_THE TASK_
Rewrite the material below, replacing "rough mask" with "coarse mask" and leaving everything else unchanged.

::: THE RECORDS :::

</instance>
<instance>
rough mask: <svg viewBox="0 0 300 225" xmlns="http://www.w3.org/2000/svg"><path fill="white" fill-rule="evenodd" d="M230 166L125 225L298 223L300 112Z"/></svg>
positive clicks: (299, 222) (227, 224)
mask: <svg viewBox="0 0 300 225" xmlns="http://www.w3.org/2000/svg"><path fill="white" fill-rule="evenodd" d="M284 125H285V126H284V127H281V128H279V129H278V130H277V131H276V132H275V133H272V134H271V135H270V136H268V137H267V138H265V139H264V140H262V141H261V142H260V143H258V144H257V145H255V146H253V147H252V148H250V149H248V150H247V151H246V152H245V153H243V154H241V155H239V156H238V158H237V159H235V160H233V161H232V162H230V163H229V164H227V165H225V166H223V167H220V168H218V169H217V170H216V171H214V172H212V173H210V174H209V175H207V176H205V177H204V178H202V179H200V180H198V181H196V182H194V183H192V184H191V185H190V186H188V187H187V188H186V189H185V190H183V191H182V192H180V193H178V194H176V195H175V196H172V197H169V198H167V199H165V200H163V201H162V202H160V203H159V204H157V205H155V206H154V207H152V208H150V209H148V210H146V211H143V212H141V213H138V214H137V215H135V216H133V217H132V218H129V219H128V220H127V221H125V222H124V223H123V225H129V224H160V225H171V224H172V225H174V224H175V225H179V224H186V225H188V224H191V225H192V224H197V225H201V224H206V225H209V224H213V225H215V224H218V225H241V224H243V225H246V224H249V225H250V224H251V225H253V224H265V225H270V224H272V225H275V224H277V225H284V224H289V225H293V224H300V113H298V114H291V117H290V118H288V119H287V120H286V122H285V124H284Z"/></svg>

:::

_OUTPUT_
</instance>
<instance>
coarse mask: <svg viewBox="0 0 300 225" xmlns="http://www.w3.org/2000/svg"><path fill="white" fill-rule="evenodd" d="M230 166L125 225L298 223L300 112Z"/></svg>
positive clicks: (299, 222) (227, 224)
mask: <svg viewBox="0 0 300 225" xmlns="http://www.w3.org/2000/svg"><path fill="white" fill-rule="evenodd" d="M284 125H285V126H284V127H281V128H279V129H278V130H277V131H276V132H275V133H272V134H271V135H270V136H268V137H267V138H265V139H264V140H262V141H261V142H260V143H258V144H257V145H255V146H253V147H252V148H250V149H248V150H247V151H246V152H245V153H243V154H241V155H239V156H238V158H237V159H235V160H233V161H232V162H230V163H229V164H227V165H225V166H223V167H220V168H218V169H217V170H216V171H214V172H212V173H210V174H209V175H207V176H205V177H204V178H202V179H200V180H198V181H196V182H194V183H192V184H191V185H190V186H188V187H187V188H186V189H185V190H183V191H182V192H180V193H178V194H176V195H175V196H172V197H169V198H167V199H165V200H163V201H162V202H160V203H159V204H157V205H155V206H154V207H152V208H150V209H148V210H146V211H143V212H141V213H138V214H137V215H135V216H133V217H132V218H129V219H128V220H127V221H125V222H124V223H123V225H129V224H160V225H171V224H172V225H174V224H175V225H179V224H186V225H188V224H191V225H192V224H197V225H201V224H206V225H209V224H213V225H215V224H218V225H241V224H243V225H246V224H249V225H250V224H251V225H253V224H265V225H270V224H272V225H275V224H277V225H284V224H289V225H293V224H300V113H298V114H291V117H290V118H288V119H287V120H286V122H285V124H284Z"/></svg>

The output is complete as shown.